--- Short task ---
Please select every line in the rows below that contains the string "shoulder" and copy each one out. Case counts.
— START OF Records to process —
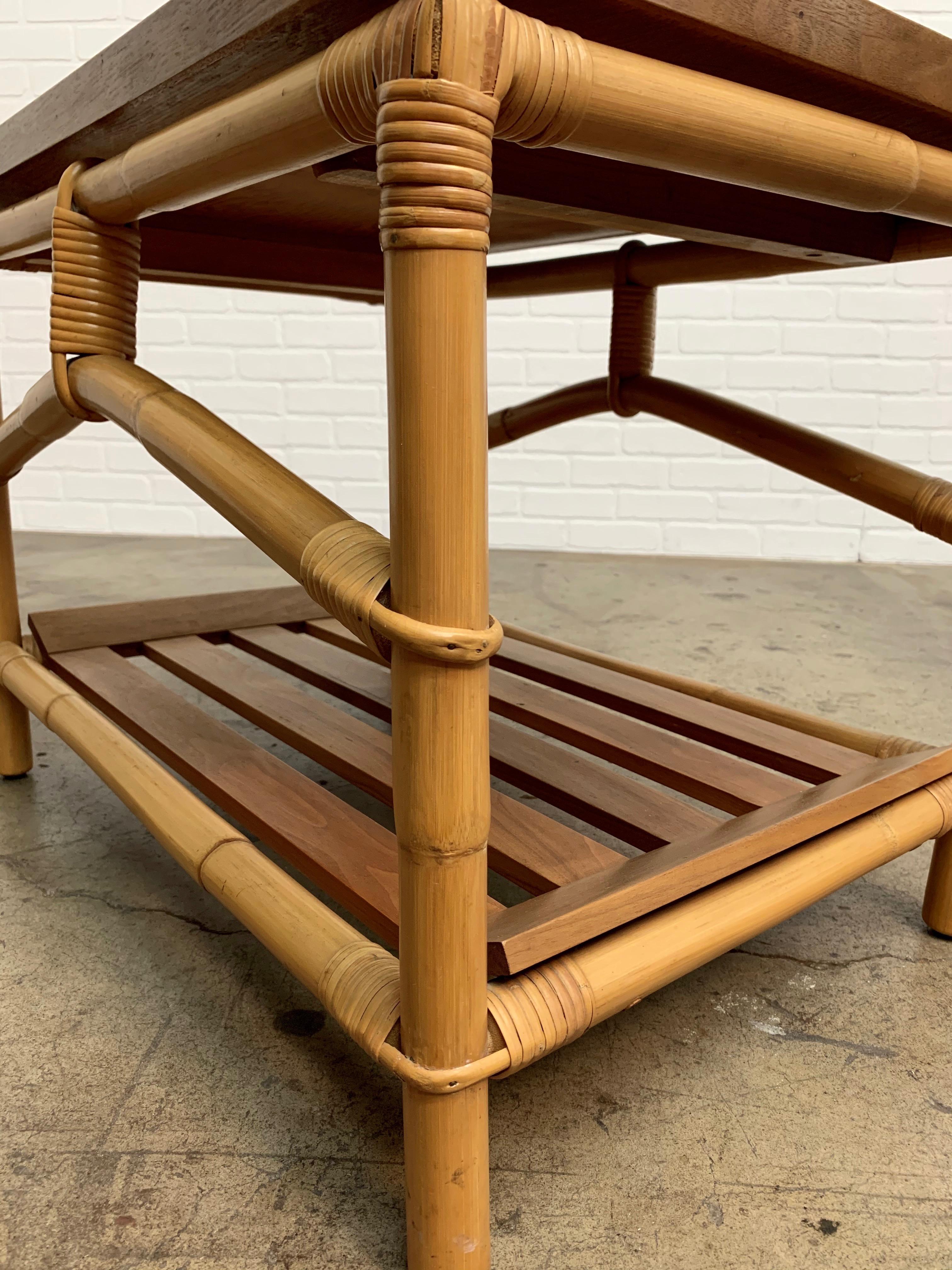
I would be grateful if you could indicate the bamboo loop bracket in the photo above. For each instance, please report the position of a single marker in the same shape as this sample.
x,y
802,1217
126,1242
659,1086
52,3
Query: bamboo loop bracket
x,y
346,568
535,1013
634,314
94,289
— END OF Records to process —
— START OF Records to process —
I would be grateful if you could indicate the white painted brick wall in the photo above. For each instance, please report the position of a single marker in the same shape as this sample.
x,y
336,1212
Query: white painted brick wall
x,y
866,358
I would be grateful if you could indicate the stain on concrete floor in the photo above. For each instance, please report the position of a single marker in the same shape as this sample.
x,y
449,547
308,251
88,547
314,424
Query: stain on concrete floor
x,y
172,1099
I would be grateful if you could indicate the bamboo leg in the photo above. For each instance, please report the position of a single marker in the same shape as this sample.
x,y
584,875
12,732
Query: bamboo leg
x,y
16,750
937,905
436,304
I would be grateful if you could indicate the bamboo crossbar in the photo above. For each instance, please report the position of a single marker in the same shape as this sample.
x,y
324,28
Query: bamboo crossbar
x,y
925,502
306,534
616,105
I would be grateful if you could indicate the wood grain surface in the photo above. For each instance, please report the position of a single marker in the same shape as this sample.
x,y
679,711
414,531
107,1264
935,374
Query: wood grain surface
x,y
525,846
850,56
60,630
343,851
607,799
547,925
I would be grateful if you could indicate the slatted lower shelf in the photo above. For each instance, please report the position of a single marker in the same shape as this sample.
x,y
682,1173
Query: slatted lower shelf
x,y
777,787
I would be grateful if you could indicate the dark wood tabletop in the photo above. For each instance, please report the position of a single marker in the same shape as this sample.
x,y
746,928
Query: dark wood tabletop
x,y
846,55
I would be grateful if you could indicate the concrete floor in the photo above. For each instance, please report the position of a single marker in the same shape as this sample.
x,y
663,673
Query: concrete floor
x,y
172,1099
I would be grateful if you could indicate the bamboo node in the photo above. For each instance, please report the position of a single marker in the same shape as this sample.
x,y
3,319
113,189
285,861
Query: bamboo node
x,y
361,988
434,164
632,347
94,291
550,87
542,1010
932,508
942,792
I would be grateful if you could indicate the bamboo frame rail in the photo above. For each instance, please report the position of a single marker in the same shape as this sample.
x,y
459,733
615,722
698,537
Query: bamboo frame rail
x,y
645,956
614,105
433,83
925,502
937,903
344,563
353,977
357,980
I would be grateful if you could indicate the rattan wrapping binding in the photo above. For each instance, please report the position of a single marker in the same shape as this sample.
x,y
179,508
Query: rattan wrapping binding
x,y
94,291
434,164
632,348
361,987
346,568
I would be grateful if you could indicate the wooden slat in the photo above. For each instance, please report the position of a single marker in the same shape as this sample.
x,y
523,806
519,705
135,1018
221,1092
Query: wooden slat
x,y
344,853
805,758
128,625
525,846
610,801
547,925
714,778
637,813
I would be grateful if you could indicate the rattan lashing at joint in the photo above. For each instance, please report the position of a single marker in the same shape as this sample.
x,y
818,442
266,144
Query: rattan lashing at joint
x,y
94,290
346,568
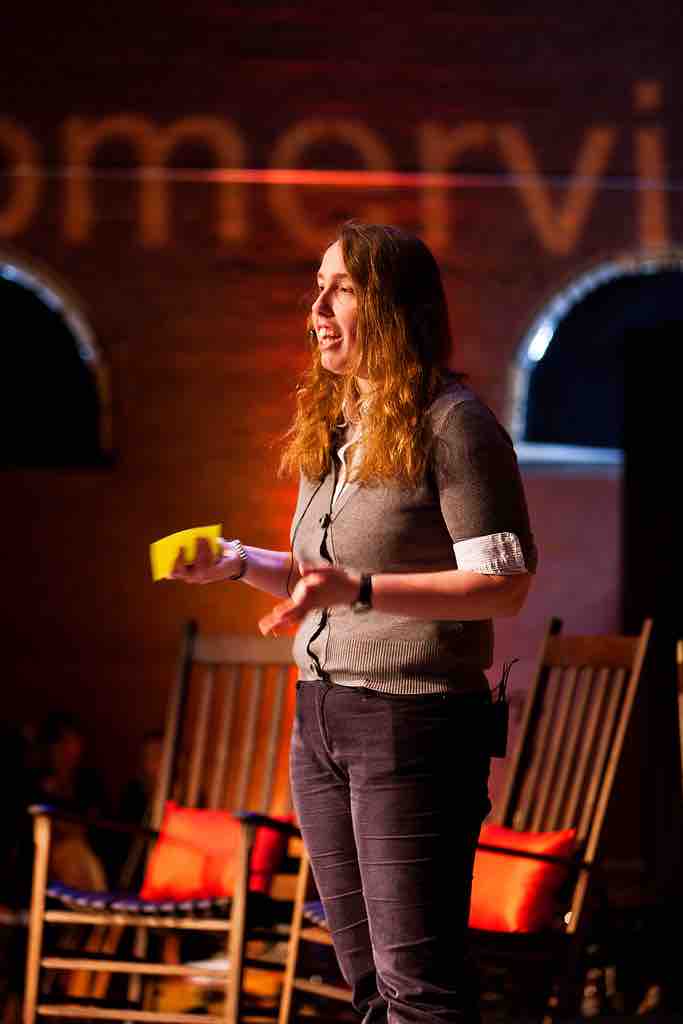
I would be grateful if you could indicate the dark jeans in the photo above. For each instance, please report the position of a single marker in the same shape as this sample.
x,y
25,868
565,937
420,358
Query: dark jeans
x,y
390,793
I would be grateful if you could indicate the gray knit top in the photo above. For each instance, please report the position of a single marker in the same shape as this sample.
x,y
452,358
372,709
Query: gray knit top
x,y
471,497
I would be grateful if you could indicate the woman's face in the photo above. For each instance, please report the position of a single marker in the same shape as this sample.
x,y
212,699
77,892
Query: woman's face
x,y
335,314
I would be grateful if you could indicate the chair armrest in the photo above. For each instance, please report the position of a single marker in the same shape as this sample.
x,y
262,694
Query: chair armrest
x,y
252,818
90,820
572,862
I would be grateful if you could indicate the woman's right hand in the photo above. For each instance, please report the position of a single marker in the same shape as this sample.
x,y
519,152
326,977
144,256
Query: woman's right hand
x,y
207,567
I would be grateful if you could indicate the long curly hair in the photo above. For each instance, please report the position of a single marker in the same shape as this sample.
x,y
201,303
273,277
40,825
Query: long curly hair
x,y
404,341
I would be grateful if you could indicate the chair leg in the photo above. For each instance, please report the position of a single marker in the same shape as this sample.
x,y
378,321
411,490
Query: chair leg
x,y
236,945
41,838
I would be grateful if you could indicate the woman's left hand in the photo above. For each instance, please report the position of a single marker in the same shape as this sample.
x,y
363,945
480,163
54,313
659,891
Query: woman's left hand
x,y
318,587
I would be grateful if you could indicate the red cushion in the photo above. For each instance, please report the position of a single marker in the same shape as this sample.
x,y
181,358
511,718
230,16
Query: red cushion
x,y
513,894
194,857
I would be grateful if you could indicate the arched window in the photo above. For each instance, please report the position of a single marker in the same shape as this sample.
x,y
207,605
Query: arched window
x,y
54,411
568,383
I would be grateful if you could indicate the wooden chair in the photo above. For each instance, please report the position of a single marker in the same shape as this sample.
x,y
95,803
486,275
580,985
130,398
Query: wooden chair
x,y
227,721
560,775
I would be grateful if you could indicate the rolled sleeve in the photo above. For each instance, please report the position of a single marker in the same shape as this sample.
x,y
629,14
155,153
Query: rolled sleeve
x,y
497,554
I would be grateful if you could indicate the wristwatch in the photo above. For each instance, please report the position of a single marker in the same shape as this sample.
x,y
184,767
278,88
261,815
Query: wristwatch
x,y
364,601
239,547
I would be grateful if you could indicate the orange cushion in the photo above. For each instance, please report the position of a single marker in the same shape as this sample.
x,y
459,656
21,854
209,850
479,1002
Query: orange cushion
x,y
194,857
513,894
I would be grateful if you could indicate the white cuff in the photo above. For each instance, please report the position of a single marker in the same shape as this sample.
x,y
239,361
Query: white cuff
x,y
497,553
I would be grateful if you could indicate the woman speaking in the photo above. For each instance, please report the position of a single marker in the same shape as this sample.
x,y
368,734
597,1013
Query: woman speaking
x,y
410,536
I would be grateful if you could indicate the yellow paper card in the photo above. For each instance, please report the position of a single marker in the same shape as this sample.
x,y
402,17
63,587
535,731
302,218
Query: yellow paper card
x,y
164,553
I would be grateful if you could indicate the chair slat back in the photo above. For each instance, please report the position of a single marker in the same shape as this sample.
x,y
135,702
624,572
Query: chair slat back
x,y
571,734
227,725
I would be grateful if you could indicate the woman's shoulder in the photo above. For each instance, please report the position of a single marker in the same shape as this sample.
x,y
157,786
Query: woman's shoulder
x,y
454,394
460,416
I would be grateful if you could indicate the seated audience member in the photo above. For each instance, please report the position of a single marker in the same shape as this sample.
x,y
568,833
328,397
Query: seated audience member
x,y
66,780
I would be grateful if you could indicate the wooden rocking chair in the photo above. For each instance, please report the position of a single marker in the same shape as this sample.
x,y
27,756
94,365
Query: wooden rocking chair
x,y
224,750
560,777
— END OF Records to process —
— START OF Records to process —
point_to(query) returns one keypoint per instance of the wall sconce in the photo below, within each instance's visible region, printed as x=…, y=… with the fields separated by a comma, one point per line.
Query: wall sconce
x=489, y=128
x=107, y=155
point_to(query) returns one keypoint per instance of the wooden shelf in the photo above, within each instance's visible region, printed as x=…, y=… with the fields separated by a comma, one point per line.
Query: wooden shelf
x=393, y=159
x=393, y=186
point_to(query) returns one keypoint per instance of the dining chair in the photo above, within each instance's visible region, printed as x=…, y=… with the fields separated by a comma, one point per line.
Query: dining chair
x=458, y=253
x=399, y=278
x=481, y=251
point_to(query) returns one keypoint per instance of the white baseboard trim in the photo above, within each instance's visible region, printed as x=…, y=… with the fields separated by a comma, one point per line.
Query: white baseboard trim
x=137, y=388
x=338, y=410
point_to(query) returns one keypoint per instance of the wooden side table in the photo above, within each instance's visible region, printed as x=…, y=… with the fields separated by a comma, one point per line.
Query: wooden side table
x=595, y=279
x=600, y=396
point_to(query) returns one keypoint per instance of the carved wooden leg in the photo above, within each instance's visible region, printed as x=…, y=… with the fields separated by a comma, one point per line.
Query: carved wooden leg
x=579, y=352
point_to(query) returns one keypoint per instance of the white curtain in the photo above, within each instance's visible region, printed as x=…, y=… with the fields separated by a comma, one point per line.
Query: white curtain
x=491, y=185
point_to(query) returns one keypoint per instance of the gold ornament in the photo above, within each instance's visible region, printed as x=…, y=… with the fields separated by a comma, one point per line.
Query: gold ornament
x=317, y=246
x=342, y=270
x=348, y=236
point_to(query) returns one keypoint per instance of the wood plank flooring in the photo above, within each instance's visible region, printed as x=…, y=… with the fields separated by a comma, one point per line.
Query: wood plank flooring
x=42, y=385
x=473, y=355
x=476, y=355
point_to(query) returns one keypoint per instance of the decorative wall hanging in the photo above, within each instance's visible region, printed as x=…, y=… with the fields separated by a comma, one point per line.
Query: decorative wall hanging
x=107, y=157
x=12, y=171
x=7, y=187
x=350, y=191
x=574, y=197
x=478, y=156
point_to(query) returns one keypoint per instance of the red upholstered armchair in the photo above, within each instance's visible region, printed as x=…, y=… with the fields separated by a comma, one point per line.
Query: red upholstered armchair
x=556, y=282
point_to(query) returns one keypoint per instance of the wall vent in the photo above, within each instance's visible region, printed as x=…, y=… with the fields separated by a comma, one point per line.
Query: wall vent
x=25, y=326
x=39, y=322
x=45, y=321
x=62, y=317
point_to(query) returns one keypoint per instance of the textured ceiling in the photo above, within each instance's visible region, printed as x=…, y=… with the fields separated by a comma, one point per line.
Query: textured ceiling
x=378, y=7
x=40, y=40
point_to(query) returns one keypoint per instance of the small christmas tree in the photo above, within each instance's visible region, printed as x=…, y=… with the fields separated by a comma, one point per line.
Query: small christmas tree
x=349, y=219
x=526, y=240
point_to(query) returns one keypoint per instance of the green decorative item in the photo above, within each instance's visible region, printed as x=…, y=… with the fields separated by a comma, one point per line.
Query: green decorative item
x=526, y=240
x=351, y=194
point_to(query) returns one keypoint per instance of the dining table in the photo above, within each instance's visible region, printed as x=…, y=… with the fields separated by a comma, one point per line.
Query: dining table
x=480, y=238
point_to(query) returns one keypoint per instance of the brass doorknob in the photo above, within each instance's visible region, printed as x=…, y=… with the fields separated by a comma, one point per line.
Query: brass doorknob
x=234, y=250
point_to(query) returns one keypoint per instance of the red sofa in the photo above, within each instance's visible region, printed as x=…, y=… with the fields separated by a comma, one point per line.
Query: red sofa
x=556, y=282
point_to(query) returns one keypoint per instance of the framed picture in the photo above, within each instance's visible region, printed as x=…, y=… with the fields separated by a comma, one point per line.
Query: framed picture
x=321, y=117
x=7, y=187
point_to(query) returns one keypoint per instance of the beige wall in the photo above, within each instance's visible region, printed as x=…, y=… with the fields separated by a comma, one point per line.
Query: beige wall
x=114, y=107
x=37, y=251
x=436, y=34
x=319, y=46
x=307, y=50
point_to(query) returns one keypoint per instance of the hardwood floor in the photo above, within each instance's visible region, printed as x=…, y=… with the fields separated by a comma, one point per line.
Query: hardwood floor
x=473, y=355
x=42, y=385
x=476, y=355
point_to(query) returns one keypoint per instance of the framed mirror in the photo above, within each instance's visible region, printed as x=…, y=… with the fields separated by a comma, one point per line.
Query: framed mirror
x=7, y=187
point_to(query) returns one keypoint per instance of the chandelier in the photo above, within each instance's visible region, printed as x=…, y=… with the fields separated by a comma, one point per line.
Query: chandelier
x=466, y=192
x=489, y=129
— END OF Records to process —
--- Answer to the exercise ---
I would be grateful if you could indicate the woman's shoulder in the photo above. For each instance, please report the position of a single marker in the same shape as this sample.
Query: woman's shoulder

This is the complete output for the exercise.